**Text provided**
My education is in classical Chinese medicine via a lineage tradition.
March 25th, 2010 at 8:28 pm
Woohoo! This is a sensitive subject. And both have valid points. (Arya, thank you, I love that you respond in a non-adversarial way)
I am a Nurse practitioner in OBGYN for the past 11 years. I am now in my third (of 4) year at the Oregon College of Oriental Medicine (my original path, at last) and can hardly contain myself with the excitement I have for being able to add this powerful, holistic medicine to my healer’s tool belt. As I still work in clinic weekly, I listen even more intently to my patients and am able to see the individually unique, broad patterns of imbalance my women patients have, that account for not just her one complaint of migraines, PMS, postpartum depression, or her dysmenorrhea, etc, but all the other symptoms that frustrate her and adversely effect her quality of life, yet she’s not identifying these until I ask her about them.

(Saved entries)
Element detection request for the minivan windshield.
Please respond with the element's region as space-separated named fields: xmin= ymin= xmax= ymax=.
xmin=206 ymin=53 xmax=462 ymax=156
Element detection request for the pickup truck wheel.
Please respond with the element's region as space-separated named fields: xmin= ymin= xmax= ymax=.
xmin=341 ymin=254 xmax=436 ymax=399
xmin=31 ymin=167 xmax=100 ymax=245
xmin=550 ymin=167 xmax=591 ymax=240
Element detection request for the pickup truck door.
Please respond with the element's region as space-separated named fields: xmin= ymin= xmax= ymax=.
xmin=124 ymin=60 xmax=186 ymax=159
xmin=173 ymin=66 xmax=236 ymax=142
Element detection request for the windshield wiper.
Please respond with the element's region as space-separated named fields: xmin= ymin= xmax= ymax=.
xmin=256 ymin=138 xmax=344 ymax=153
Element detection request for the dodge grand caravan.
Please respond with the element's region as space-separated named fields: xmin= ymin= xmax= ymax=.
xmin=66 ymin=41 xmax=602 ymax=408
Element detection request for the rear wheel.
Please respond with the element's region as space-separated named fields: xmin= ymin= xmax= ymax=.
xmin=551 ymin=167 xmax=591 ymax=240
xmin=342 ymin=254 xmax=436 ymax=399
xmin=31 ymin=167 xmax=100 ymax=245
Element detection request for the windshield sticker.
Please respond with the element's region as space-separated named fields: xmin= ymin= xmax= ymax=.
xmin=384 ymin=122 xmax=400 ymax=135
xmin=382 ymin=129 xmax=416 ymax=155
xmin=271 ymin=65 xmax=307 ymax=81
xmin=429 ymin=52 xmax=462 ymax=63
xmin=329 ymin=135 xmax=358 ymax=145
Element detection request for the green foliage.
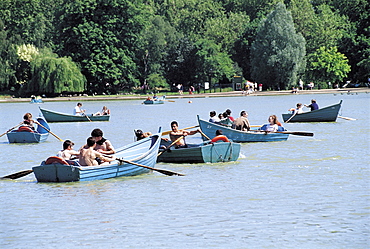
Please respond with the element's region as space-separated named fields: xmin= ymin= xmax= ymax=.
xmin=26 ymin=49 xmax=86 ymax=95
xmin=0 ymin=0 xmax=370 ymax=94
xmin=251 ymin=3 xmax=305 ymax=89
xmin=308 ymin=47 xmax=351 ymax=83
xmin=195 ymin=39 xmax=235 ymax=82
xmin=58 ymin=0 xmax=148 ymax=92
xmin=0 ymin=20 xmax=17 ymax=91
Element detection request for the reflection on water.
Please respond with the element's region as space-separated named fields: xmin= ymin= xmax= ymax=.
xmin=0 ymin=93 xmax=370 ymax=248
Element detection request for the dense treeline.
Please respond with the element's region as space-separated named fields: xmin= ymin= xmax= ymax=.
xmin=0 ymin=0 xmax=370 ymax=96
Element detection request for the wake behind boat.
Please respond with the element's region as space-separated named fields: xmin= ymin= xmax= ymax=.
xmin=6 ymin=118 xmax=50 ymax=143
xmin=197 ymin=115 xmax=289 ymax=143
xmin=39 ymin=107 xmax=110 ymax=122
xmin=32 ymin=129 xmax=161 ymax=182
xmin=158 ymin=140 xmax=240 ymax=163
xmin=282 ymin=100 xmax=342 ymax=123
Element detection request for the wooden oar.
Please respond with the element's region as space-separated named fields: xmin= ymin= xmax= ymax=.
xmin=0 ymin=121 xmax=23 ymax=137
xmin=199 ymin=129 xmax=211 ymax=140
xmin=285 ymin=112 xmax=298 ymax=123
xmin=117 ymin=158 xmax=184 ymax=176
xmin=0 ymin=169 xmax=33 ymax=180
xmin=338 ymin=116 xmax=357 ymax=120
xmin=33 ymin=120 xmax=64 ymax=142
xmin=157 ymin=136 xmax=184 ymax=157
xmin=162 ymin=125 xmax=199 ymax=136
xmin=272 ymin=131 xmax=313 ymax=137
xmin=83 ymin=112 xmax=92 ymax=122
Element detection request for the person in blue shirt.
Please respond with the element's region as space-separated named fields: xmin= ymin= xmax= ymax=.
xmin=304 ymin=99 xmax=319 ymax=111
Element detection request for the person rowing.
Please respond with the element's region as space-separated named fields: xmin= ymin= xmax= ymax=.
xmin=170 ymin=121 xmax=200 ymax=149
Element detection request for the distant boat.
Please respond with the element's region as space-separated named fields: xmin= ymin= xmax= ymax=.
xmin=282 ymin=100 xmax=342 ymax=123
xmin=143 ymin=96 xmax=166 ymax=105
xmin=157 ymin=141 xmax=240 ymax=163
xmin=30 ymin=99 xmax=44 ymax=104
xmin=6 ymin=118 xmax=50 ymax=143
xmin=197 ymin=116 xmax=289 ymax=143
xmin=32 ymin=130 xmax=161 ymax=182
xmin=39 ymin=107 xmax=110 ymax=122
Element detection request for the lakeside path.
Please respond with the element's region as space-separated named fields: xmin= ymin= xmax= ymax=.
xmin=0 ymin=87 xmax=370 ymax=103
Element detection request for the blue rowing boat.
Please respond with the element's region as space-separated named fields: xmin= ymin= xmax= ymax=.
xmin=282 ymin=100 xmax=342 ymax=123
xmin=197 ymin=115 xmax=289 ymax=143
xmin=39 ymin=107 xmax=110 ymax=122
xmin=32 ymin=129 xmax=161 ymax=182
xmin=7 ymin=118 xmax=50 ymax=143
xmin=157 ymin=140 xmax=240 ymax=163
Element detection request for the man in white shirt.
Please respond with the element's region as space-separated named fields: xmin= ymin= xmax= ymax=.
xmin=73 ymin=103 xmax=86 ymax=116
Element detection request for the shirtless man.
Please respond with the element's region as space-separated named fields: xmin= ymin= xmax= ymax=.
xmin=57 ymin=140 xmax=80 ymax=160
xmin=170 ymin=121 xmax=199 ymax=149
xmin=234 ymin=111 xmax=251 ymax=131
xmin=79 ymin=137 xmax=116 ymax=166
xmin=91 ymin=128 xmax=116 ymax=155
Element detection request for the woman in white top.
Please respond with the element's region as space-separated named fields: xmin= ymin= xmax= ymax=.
xmin=266 ymin=115 xmax=279 ymax=132
xmin=73 ymin=103 xmax=86 ymax=116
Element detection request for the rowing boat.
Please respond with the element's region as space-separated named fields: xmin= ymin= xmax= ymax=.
xmin=143 ymin=96 xmax=166 ymax=105
xmin=39 ymin=107 xmax=110 ymax=122
xmin=32 ymin=129 xmax=161 ymax=182
xmin=157 ymin=141 xmax=240 ymax=163
xmin=6 ymin=118 xmax=50 ymax=143
xmin=282 ymin=100 xmax=342 ymax=123
xmin=197 ymin=116 xmax=289 ymax=143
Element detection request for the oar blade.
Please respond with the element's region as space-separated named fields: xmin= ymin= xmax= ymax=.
xmin=154 ymin=168 xmax=184 ymax=176
xmin=1 ymin=169 xmax=33 ymax=180
xmin=283 ymin=131 xmax=313 ymax=137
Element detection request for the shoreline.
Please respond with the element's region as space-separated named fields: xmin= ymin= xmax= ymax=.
xmin=0 ymin=87 xmax=370 ymax=103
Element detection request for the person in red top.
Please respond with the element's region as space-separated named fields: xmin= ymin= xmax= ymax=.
xmin=225 ymin=109 xmax=235 ymax=122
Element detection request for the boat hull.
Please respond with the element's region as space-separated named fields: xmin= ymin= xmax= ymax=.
xmin=282 ymin=100 xmax=342 ymax=123
xmin=40 ymin=108 xmax=110 ymax=122
xmin=198 ymin=116 xmax=289 ymax=143
xmin=157 ymin=142 xmax=240 ymax=163
xmin=143 ymin=100 xmax=164 ymax=105
xmin=7 ymin=131 xmax=49 ymax=143
xmin=6 ymin=118 xmax=50 ymax=143
xmin=32 ymin=131 xmax=161 ymax=182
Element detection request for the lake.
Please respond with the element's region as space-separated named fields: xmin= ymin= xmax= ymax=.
xmin=0 ymin=93 xmax=370 ymax=248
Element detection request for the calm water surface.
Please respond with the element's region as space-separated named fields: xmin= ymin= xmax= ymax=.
xmin=0 ymin=93 xmax=370 ymax=248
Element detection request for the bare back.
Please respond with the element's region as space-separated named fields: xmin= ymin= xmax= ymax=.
xmin=79 ymin=147 xmax=103 ymax=166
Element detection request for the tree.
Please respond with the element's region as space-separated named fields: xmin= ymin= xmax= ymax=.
xmin=0 ymin=19 xmax=18 ymax=91
xmin=25 ymin=50 xmax=86 ymax=96
xmin=138 ymin=16 xmax=182 ymax=88
xmin=57 ymin=0 xmax=149 ymax=93
xmin=251 ymin=3 xmax=305 ymax=89
xmin=195 ymin=39 xmax=235 ymax=88
xmin=308 ymin=47 xmax=351 ymax=86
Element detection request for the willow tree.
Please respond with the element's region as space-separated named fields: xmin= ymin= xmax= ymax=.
xmin=27 ymin=51 xmax=86 ymax=96
xmin=251 ymin=3 xmax=306 ymax=89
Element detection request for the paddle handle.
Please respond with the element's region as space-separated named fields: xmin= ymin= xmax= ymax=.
xmin=285 ymin=112 xmax=298 ymax=123
xmin=0 ymin=121 xmax=23 ymax=137
xmin=82 ymin=112 xmax=92 ymax=122
xmin=157 ymin=136 xmax=184 ymax=156
xmin=34 ymin=120 xmax=64 ymax=142
xmin=162 ymin=125 xmax=199 ymax=136
xmin=199 ymin=129 xmax=211 ymax=140
xmin=117 ymin=158 xmax=184 ymax=176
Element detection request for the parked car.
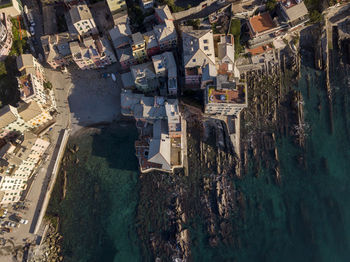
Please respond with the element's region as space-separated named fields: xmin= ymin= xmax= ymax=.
xmin=1 ymin=227 xmax=12 ymax=233
xmin=0 ymin=209 xmax=8 ymax=218
xmin=19 ymin=218 xmax=28 ymax=225
xmin=29 ymin=26 xmax=35 ymax=36
xmin=111 ymin=73 xmax=117 ymax=82
xmin=5 ymin=221 xmax=17 ymax=227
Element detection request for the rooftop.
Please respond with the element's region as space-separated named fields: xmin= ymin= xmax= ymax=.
xmin=154 ymin=5 xmax=174 ymax=21
xmin=18 ymin=74 xmax=34 ymax=100
xmin=0 ymin=105 xmax=17 ymax=128
xmin=282 ymin=0 xmax=308 ymax=21
xmin=69 ymin=4 xmax=92 ymax=24
xmin=208 ymin=85 xmax=245 ymax=104
xmin=182 ymin=27 xmax=215 ymax=68
xmin=132 ymin=32 xmax=145 ymax=45
xmin=249 ymin=12 xmax=275 ymax=34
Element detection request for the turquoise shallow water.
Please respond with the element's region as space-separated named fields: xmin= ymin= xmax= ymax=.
xmin=50 ymin=50 xmax=350 ymax=262
xmin=193 ymin=52 xmax=350 ymax=262
xmin=49 ymin=123 xmax=140 ymax=262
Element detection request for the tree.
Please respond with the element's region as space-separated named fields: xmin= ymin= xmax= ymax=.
xmin=266 ymin=0 xmax=277 ymax=12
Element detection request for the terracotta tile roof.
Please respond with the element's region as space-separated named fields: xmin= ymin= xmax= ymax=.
xmin=248 ymin=45 xmax=272 ymax=55
xmin=249 ymin=12 xmax=275 ymax=33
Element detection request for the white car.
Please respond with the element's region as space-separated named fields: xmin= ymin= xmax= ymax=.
xmin=19 ymin=218 xmax=28 ymax=225
xmin=111 ymin=73 xmax=117 ymax=82
xmin=1 ymin=209 xmax=8 ymax=218
xmin=7 ymin=221 xmax=17 ymax=227
xmin=29 ymin=26 xmax=35 ymax=35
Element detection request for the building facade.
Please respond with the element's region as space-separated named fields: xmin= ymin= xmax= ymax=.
xmin=69 ymin=3 xmax=98 ymax=36
xmin=0 ymin=13 xmax=12 ymax=61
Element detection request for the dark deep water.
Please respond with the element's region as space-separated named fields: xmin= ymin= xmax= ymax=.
xmin=49 ymin=47 xmax=350 ymax=262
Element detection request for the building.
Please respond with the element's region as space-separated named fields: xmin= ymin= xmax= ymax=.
xmin=0 ymin=101 xmax=52 ymax=138
xmin=140 ymin=0 xmax=154 ymax=11
xmin=107 ymin=0 xmax=127 ymax=16
xmin=17 ymin=74 xmax=48 ymax=105
xmin=0 ymin=0 xmax=23 ymax=17
xmin=69 ymin=37 xmax=117 ymax=70
xmin=279 ymin=0 xmax=309 ymax=27
xmin=0 ymin=132 xmax=50 ymax=206
xmin=153 ymin=19 xmax=177 ymax=51
xmin=217 ymin=34 xmax=235 ymax=66
xmin=69 ymin=3 xmax=98 ymax=36
xmin=147 ymin=120 xmax=172 ymax=171
xmin=41 ymin=32 xmax=77 ymax=69
xmin=182 ymin=27 xmax=215 ymax=88
xmin=16 ymin=54 xmax=45 ymax=79
xmin=152 ymin=52 xmax=177 ymax=96
xmin=143 ymin=30 xmax=160 ymax=57
xmin=121 ymin=90 xmax=183 ymax=173
xmin=0 ymin=13 xmax=12 ymax=61
xmin=165 ymin=100 xmax=181 ymax=138
xmin=17 ymin=54 xmax=56 ymax=110
xmin=131 ymin=32 xmax=147 ymax=62
xmin=154 ymin=5 xmax=174 ymax=24
xmin=130 ymin=62 xmax=159 ymax=93
xmin=0 ymin=105 xmax=26 ymax=138
xmin=117 ymin=46 xmax=136 ymax=70
xmin=109 ymin=24 xmax=132 ymax=51
xmin=204 ymin=75 xmax=248 ymax=116
xmin=248 ymin=12 xmax=288 ymax=48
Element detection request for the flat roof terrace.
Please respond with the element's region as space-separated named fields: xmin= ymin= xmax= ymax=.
xmin=18 ymin=75 xmax=34 ymax=99
xmin=249 ymin=12 xmax=276 ymax=35
xmin=208 ymin=85 xmax=245 ymax=104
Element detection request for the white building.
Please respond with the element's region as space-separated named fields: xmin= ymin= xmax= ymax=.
xmin=69 ymin=3 xmax=98 ymax=36
xmin=0 ymin=101 xmax=52 ymax=138
xmin=0 ymin=132 xmax=50 ymax=205
xmin=204 ymin=75 xmax=248 ymax=116
xmin=140 ymin=0 xmax=154 ymax=10
xmin=17 ymin=54 xmax=56 ymax=110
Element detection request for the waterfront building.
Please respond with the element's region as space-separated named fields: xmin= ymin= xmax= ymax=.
xmin=0 ymin=132 xmax=50 ymax=205
xmin=247 ymin=12 xmax=288 ymax=48
xmin=107 ymin=0 xmax=127 ymax=16
xmin=69 ymin=37 xmax=117 ymax=70
xmin=121 ymin=90 xmax=183 ymax=173
xmin=0 ymin=0 xmax=23 ymax=17
xmin=130 ymin=62 xmax=159 ymax=93
xmin=0 ymin=101 xmax=52 ymax=138
xmin=41 ymin=32 xmax=77 ymax=69
xmin=16 ymin=54 xmax=44 ymax=79
xmin=152 ymin=52 xmax=177 ymax=96
xmin=140 ymin=0 xmax=154 ymax=11
xmin=154 ymin=5 xmax=174 ymax=24
xmin=182 ymin=27 xmax=215 ymax=88
xmin=143 ymin=30 xmax=160 ymax=57
xmin=0 ymin=11 xmax=12 ymax=61
xmin=131 ymin=32 xmax=147 ymax=62
xmin=153 ymin=19 xmax=177 ymax=51
xmin=278 ymin=0 xmax=309 ymax=28
xmin=204 ymin=75 xmax=248 ymax=116
xmin=69 ymin=3 xmax=98 ymax=36
xmin=116 ymin=46 xmax=136 ymax=70
xmin=17 ymin=54 xmax=56 ymax=110
xmin=109 ymin=23 xmax=132 ymax=51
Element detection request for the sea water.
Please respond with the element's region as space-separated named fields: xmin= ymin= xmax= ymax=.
xmin=53 ymin=122 xmax=141 ymax=262
xmin=52 ymin=54 xmax=350 ymax=262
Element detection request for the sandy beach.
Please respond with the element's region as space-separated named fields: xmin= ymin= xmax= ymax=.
xmin=47 ymin=66 xmax=121 ymax=135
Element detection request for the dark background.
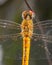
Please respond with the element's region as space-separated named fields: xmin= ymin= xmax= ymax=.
xmin=0 ymin=0 xmax=52 ymax=65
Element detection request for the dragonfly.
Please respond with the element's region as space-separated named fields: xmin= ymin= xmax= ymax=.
xmin=0 ymin=11 xmax=52 ymax=65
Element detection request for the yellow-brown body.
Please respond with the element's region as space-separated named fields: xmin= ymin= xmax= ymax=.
xmin=21 ymin=19 xmax=33 ymax=65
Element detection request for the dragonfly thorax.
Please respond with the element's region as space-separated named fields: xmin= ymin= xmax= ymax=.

**What you should do**
Answer these questions from the text on Chinese medicine:
1. In what tradition does the first line say the education was received?
2. For how many years has the nurse practitioner worked in OBGYN?
3. Which year of the program at the Oregon College of Oriental Medicine is the nurse practitioner now in, and how many years does it have?

**Expected answer**
1. Classical Chinese medicine via a lineage tradition.
2. 11 years.
3. The third year of 4.